━━━ GIVEN DATA

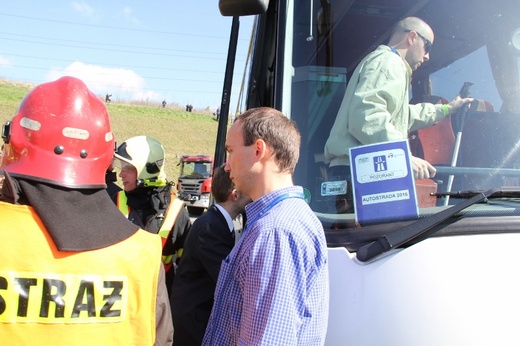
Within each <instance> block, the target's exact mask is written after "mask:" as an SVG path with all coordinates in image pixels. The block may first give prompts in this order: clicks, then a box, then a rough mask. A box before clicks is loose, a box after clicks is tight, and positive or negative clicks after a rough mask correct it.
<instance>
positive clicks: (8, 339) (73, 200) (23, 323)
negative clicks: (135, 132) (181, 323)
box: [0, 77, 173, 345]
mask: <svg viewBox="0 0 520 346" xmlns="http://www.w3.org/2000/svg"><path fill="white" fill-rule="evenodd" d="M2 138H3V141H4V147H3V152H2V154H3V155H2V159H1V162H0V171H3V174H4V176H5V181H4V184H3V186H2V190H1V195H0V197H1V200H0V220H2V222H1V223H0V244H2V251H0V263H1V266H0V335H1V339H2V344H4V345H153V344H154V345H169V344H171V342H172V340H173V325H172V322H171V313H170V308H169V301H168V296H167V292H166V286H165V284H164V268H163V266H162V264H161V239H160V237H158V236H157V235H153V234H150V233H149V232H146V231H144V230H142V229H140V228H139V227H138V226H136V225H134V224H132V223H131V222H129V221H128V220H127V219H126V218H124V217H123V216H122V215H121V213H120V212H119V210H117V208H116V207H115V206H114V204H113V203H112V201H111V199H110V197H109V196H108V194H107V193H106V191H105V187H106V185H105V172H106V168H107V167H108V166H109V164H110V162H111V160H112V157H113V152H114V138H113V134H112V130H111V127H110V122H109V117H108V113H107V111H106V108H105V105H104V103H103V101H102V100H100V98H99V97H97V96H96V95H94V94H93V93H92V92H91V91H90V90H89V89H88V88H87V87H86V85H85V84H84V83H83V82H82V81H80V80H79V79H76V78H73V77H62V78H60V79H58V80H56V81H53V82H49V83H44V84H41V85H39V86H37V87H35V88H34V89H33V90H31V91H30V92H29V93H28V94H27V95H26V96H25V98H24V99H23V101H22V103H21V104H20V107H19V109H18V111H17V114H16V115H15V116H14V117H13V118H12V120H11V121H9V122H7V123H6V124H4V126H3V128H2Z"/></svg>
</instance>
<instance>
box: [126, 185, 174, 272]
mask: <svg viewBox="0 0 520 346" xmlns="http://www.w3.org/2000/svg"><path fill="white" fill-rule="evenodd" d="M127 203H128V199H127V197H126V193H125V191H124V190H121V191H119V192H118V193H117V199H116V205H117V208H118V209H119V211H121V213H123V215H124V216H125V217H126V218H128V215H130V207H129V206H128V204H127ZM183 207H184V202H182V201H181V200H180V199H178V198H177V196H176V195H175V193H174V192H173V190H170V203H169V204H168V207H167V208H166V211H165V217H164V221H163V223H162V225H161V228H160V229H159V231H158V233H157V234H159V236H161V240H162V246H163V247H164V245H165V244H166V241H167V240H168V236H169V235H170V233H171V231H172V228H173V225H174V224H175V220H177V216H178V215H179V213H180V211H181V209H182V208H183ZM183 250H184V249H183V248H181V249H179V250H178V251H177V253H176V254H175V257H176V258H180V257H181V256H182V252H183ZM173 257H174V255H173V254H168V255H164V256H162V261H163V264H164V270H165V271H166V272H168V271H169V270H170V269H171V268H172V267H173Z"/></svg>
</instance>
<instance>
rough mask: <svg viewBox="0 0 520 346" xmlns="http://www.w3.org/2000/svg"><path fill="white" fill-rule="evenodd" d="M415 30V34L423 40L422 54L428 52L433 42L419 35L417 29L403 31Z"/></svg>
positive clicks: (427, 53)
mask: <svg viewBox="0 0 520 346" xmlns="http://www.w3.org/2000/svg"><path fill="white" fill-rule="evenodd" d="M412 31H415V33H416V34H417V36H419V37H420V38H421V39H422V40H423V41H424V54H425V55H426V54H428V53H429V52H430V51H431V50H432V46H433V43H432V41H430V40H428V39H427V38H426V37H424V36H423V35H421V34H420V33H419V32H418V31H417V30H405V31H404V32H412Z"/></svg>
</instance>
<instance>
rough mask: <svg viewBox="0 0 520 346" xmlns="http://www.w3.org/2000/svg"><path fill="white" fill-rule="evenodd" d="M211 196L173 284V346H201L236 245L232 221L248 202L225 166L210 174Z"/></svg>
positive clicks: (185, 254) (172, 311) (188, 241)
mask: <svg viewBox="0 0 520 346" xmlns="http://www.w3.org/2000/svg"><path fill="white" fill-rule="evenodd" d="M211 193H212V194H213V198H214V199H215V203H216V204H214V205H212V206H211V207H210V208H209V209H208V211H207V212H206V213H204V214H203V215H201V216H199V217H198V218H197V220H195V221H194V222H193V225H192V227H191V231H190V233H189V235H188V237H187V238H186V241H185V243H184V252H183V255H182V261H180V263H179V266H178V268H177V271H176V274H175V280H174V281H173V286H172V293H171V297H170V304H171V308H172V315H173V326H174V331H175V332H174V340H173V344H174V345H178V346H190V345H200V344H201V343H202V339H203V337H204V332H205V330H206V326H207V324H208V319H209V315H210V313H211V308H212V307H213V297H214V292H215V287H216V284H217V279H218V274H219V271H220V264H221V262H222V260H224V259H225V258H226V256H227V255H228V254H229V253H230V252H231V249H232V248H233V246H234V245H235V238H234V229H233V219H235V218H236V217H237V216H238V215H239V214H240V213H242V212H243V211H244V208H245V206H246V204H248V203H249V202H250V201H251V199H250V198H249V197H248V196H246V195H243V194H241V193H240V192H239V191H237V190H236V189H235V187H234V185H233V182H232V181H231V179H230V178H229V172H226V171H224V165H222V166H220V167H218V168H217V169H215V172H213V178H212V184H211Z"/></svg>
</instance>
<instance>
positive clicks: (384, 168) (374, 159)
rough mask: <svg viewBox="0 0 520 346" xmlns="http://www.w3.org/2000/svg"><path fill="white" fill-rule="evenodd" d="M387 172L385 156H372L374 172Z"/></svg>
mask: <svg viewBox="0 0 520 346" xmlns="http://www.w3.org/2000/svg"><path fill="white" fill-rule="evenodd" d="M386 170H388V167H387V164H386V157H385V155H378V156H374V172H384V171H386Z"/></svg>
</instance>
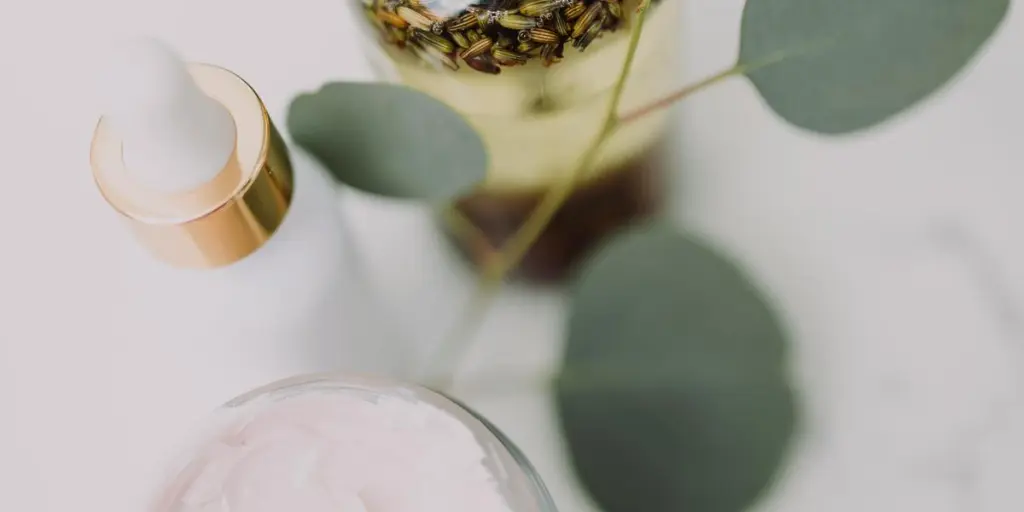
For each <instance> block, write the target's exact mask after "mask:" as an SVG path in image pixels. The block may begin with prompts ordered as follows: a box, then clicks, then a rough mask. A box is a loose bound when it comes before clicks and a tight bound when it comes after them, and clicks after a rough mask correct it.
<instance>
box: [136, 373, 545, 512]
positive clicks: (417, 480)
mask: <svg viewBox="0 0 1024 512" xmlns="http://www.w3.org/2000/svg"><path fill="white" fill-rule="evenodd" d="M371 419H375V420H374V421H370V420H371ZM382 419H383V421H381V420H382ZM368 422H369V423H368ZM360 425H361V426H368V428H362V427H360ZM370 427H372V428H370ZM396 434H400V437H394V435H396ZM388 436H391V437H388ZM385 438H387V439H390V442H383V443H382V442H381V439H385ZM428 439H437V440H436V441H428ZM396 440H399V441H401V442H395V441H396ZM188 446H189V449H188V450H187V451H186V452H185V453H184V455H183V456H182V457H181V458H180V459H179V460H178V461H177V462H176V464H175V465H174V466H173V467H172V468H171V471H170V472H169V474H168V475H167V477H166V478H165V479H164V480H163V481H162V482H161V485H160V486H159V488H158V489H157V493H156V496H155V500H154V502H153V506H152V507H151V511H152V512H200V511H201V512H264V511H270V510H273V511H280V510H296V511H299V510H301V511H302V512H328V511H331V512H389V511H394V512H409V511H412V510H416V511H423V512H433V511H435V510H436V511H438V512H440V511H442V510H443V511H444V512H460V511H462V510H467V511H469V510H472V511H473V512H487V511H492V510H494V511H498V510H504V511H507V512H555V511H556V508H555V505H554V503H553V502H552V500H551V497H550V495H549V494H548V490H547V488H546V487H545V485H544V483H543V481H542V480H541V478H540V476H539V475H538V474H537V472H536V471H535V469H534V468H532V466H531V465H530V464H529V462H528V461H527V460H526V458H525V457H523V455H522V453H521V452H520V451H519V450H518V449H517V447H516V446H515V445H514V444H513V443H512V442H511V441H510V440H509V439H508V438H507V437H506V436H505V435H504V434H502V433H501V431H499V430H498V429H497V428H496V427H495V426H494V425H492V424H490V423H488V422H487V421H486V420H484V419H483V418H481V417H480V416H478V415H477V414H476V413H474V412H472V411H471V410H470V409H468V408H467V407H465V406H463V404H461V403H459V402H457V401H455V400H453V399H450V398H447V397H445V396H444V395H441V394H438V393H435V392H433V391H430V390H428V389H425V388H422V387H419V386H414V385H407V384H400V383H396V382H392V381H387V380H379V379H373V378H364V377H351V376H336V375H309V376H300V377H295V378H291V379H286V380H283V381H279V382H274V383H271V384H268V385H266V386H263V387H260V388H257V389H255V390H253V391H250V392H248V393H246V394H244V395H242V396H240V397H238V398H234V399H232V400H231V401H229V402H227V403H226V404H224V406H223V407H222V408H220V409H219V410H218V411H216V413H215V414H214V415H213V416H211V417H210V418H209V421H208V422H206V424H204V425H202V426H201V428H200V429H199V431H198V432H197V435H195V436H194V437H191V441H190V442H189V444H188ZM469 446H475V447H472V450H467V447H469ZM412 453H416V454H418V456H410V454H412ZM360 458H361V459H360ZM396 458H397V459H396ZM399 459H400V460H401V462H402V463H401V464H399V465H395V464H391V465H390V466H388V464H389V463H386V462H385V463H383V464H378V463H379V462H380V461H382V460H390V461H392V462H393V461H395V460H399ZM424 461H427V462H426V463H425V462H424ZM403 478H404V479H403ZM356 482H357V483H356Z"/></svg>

━━━━━━

(AIM OF THE TASK) Would you retype exactly the lines above, from the line with "positive clicks: (427, 53)" to the line with "196L173 284V346H201L236 245L232", with both end lines kept and nothing more?

(WRITTEN RESPONSE)
positive clicks: (427, 53)
mask: <svg viewBox="0 0 520 346" xmlns="http://www.w3.org/2000/svg"><path fill="white" fill-rule="evenodd" d="M412 31H415V33H416V34H417V36H419V37H420V38H421V39H422V40H423V41H424V54H425V55H426V54H428V53H429V52H430V51H431V50H432V46H433V43H432V41H430V40H428V39H427V38H426V37H424V36H423V35H421V34H420V33H419V32H418V31H417V30H405V31H404V32H412Z"/></svg>
</instance>
<instance>
rough mask: <svg viewBox="0 0 520 346" xmlns="http://www.w3.org/2000/svg"><path fill="white" fill-rule="evenodd" d="M211 196L173 284V346H201L236 245L232 221L248 202L225 166L210 174Z"/></svg>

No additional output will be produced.